(PAGE EXTRACT):
[start]

OT: spam filtering idea

Paul Wright -$P-W$- at verence.demon.co.uk
Tue Jan 14 08:27:49 EST 2003


In article <mailman.1042490665.8620.python-list at python.org>,
Tim Peters  <tim.one at comcast.net> wrote:
>[Paul Wright]
>> <http://www.jerf.org/irights/2002/11/18.html> argues that human malice
>> can and will defeat Bayesian filters, and that widespread adoption of
>> them will end up making spam harder to recognize by hand. 
...
>He's probably right that the way to beat this generation of filters is to
>create spam statistically indistinguishable from ham.  The unknown not
>addressed there is that all forms of advertising are a percentage game, and
>current spam uses (e.g.) ALL CAPS and huge fonts and bright colors because
>those tricks increase response rate.  Spam so bland that it looks like it
>came from your grandmother may not draw a response rate large enough to
>repay the costs of spamming (which, while tiny on a per-msg basis, aren't
>zero).

[end]

(REQUIRED TASKS):
1 – Translate this sentence from the spam filtering post into Spanish: "He's probably right that the way to beat this generation of filters is to create spam statistically indistinguishable from ham."
2 – Transcribe the section of the spam filtering post that opens with the words containing "In article <mailman.1042490665.8620.python-list" and closes with "recognize by hand.".

(DATA EXTRACT):
[start]

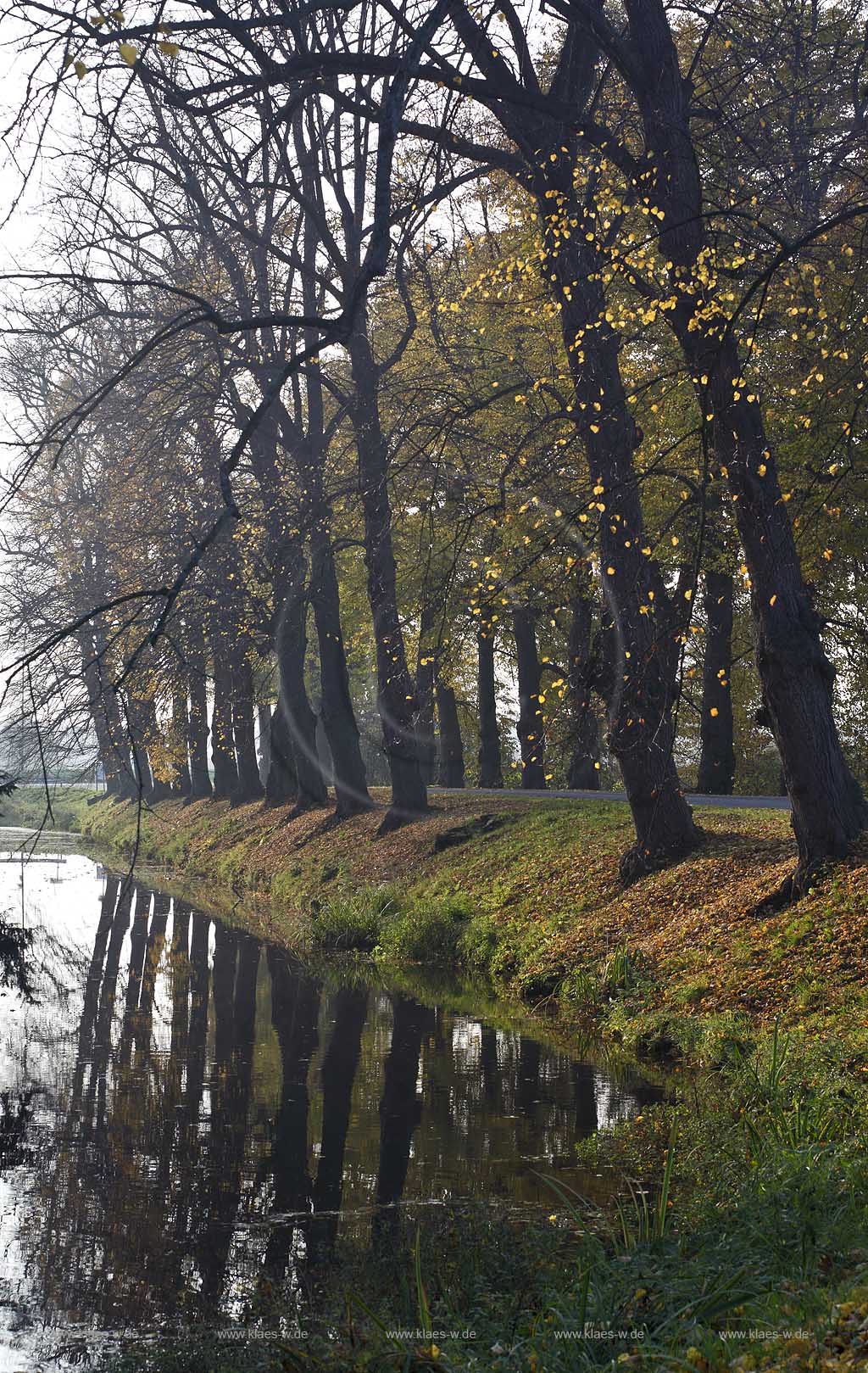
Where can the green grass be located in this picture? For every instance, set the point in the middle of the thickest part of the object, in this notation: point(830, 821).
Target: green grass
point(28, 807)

[end]
[start]

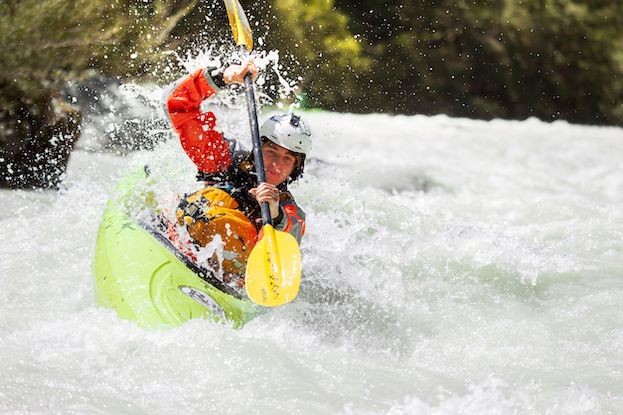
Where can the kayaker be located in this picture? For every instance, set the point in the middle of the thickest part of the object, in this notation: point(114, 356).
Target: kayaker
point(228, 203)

[end]

(RESPONSES):
1 – Probablemente tiene razón en que la forma de vencer a esta generación de filtros es crear spam estadísticamente indistinguible del ham.

2 –
In article <mailman.1042490665.8620.python-list at python.org>,
Tim Peters  <tim.one at comcast.net> wrote:
>[Paul Wright]
>> <http://www.jerf.org/irights/2002/11/18.html> argues that human malice
>> can and will defeat Bayesian filters, and that widespread adoption of
>> them will end up making spam harder to recognize by hand.